::: Data for the task

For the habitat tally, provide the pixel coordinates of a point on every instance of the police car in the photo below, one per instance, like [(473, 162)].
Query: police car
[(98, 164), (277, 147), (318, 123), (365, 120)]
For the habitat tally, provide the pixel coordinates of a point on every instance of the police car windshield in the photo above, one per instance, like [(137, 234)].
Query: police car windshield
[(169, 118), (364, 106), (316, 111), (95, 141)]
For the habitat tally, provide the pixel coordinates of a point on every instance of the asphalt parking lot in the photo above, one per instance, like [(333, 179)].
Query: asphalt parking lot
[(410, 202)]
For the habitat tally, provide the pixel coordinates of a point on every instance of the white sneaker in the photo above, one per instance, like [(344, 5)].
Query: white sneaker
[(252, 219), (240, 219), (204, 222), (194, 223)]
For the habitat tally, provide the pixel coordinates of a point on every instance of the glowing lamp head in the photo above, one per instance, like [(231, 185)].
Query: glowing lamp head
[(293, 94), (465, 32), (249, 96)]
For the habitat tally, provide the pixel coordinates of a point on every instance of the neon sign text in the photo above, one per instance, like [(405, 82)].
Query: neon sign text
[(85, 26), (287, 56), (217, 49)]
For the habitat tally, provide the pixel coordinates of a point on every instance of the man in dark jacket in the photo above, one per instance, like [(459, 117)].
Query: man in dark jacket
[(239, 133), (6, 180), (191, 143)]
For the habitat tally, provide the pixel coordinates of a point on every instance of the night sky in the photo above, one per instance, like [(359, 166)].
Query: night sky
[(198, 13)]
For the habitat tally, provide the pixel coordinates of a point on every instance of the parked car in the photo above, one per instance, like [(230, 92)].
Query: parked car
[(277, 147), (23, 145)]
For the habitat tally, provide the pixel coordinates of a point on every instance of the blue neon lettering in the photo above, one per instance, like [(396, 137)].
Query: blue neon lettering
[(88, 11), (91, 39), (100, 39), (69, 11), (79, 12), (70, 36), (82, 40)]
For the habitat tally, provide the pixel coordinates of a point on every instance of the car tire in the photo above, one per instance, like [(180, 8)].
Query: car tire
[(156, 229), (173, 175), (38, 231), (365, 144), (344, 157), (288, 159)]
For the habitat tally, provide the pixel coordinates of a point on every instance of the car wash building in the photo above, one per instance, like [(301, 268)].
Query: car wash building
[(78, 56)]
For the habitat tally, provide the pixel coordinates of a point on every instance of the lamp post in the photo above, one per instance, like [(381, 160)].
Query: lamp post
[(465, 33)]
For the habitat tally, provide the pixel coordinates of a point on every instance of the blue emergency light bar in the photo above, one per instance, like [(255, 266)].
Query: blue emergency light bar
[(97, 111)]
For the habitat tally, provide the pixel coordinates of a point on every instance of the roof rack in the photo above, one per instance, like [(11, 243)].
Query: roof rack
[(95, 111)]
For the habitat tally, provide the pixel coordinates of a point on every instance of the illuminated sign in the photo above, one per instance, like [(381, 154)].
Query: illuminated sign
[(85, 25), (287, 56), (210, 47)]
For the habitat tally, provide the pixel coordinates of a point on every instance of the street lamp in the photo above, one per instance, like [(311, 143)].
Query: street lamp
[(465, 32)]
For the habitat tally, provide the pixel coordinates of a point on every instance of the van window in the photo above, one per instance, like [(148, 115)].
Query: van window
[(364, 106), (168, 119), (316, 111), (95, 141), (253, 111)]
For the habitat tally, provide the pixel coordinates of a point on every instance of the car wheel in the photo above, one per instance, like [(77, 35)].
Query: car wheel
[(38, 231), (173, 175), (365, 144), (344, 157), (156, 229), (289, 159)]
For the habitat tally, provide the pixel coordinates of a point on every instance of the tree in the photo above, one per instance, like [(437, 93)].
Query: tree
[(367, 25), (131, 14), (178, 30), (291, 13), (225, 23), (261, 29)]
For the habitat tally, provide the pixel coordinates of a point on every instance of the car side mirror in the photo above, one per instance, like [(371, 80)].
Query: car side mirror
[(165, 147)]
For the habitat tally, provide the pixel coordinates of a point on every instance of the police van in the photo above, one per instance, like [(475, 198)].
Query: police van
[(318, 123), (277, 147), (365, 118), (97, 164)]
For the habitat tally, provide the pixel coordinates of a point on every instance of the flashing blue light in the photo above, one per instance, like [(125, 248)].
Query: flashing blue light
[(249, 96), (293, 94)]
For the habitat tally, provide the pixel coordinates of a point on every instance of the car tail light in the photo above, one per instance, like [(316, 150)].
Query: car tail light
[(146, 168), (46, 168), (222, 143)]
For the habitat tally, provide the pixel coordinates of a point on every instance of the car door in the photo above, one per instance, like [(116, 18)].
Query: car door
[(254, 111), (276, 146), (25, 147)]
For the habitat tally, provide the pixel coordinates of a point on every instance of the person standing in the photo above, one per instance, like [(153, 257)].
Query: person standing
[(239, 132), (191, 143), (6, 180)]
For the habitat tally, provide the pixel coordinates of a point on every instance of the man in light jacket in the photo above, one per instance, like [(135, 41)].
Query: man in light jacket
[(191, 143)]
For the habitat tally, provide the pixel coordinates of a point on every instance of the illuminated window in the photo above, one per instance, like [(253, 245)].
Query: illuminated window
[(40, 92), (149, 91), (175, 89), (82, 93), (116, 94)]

::::::

(Task details)
Reproduce the material above with "street inventory" substituted for every occurrence of "habitat tally", changing nothing else.

(Response to this exercise)
For the street inventory, provide the pixel coordinates of a point on every instance of the police car in the photo below, one per instance, like [(473, 162)].
Query: police car
[(98, 164), (277, 147), (318, 123), (365, 120)]
For the street inventory, provide the pixel coordinates of a point on every instance of the police car windshield in the photo above, one per instance, like [(137, 234)].
Query: police car windshield
[(169, 118), (364, 106), (316, 111), (95, 141)]
For the street inventory, provide the pixel coordinates of a point on every instance of the asphalt parking lot in the photo above, one per instance, like [(333, 179)].
Query: asphalt parking lot
[(410, 202)]
For the street inventory, provide the pixel coordinates of a point on every instance of the white sneaker in the photo above, one per instance, like [(344, 5)].
Query: white sneaker
[(252, 219), (240, 219), (204, 222), (194, 223)]
For the street inventory, provide the pixel coordinates of a point on every instance of the glowing lamp head in the photo above, one per instance, like [(231, 185)].
Query: glowing lamp head
[(293, 94), (465, 32), (249, 96)]
For the street inventory, provide the pixel coordinates of a point on every instance of the neon sign text in the photo above, one per instance, like [(405, 82)].
Query: neon sign text
[(85, 26), (287, 56), (217, 49)]
For the street inventory, provide the pixel coordinates of a point on every instance of the man in dark jacket in the photo above, one per instance, like [(459, 117)].
Query: man in dark jacket
[(239, 133), (6, 180), (191, 143)]
For the street inventory, provide the pixel coordinates of a point on every instance of the night sky in the photo above, one per instance, like [(359, 166)].
Query: night sky
[(198, 13)]
For the street inventory, provide the pixel coordinates of a point on every instance of the parked car in the photo above, one per instance, like [(230, 92)].
Query: parked car
[(277, 147), (23, 145)]
For the street inventory, provide the pixel coordinates of a point on every instance of the blue neon lettering in the photo above, one per instance, like [(396, 137)].
Query: blue neon lettering
[(88, 11), (91, 39), (100, 39), (69, 11), (79, 12), (70, 36), (82, 40)]
For the street inventory, provide the pixel coordinates of a point on every instance of the car tire in the photo above, one per instance, like [(180, 8)].
Query: car tire
[(156, 229), (173, 175), (38, 231), (365, 144), (344, 157), (288, 159)]
For the street inventory, provide the pixel coordinates of a point on every instance of the car wash building in the photo above, one per instance, like [(301, 268)].
Query: car wash building
[(78, 56)]
For the street inventory, provide the pixel coordinates of a point on every instance of the lamp post in the photo above, one per instance, like [(381, 160)].
Query: lamp post
[(465, 33)]
For the street inventory, provide the pixel coordinates of a point on every instance of the blue emergency light bar in the photo above, one per instance, like [(255, 266)].
Query: blue emergency light bar
[(97, 111)]
For the street inventory, provide the pixel coordinates of a point on every instance of the roof rack in the photo above, one per instance, like [(11, 243)].
Query: roof rack
[(95, 111)]
For the street inventory, provide the pixel coordinates of a point on every instance of the illuminated sign in the photo above, one per instance, like [(381, 154)].
Query: illuminated sign
[(85, 25), (287, 56), (210, 47)]
For the street inventory, provide the pixel coordinates of a point on every instance of the street lamp in the photo above, one per instance, like [(311, 143)].
Query: street lamp
[(465, 32)]
For the street inventory, provide the pixel coordinates of a point on every instance of the van window in the photo above, one per instance, like [(148, 115)].
Query: van window
[(364, 106), (168, 119), (316, 111), (95, 141), (253, 111)]
For the street inventory, provide the pixel coordinates of a point on every instance of the car wheel in the photo above, one per instance, like [(77, 35)].
Query: car wheel
[(38, 231), (173, 175), (365, 144), (344, 157), (156, 229), (289, 159)]
For the street inventory, provide the pixel coordinates of a point on every instance of the tree in the photo above, one per instance, like [(437, 93)].
Query: tree
[(367, 25), (131, 14), (178, 30), (291, 13), (225, 23), (261, 29)]
For the street inventory, provide the pixel coordinates of a point on every instance of the car side mirror in the photo above, one per instance, like [(371, 80)].
Query: car side mirror
[(165, 147)]
For the street inventory, provide the pixel coordinates of a point on every instance of the police van in the photo above, one per instance, like [(475, 198)].
Query: police van
[(318, 123), (277, 147), (365, 118), (97, 164)]
For the street inventory, provide the pixel coordinates of a point on every instance of the flashing blue light in the photo above, one per instance, like [(125, 248)].
Query: flashing blue light
[(249, 96), (293, 94)]
For the street inventory, provide the pixel coordinates of a point on every instance of the car tail light in the photo above, one per instance, like [(316, 150)].
Query: car tail light
[(146, 168), (46, 168), (222, 143)]
For the street inventory, provide the pixel coordinates of a point on every instance of the car door in the photo above, one per instance, like [(116, 18)].
Query: car door
[(254, 111), (276, 146), (25, 147)]
For the street inventory, provide the pixel coordinates of a point on every instance of the person standing in the photo above, one per instance, like [(153, 257)].
Query: person standing
[(239, 132), (191, 143), (6, 180)]
For the street inventory, provide the pixel coordinates of a point on every instance of the man in light jacket in the photo above, one per instance, like [(135, 41)].
Query: man in light jacket
[(191, 143)]
For the street inventory, provide the pixel coordinates of a point on every instance of the illuminated window in the photo above, one per instance, like [(253, 245)].
Query: illuminated window
[(40, 92), (149, 91), (175, 89), (82, 93), (116, 94)]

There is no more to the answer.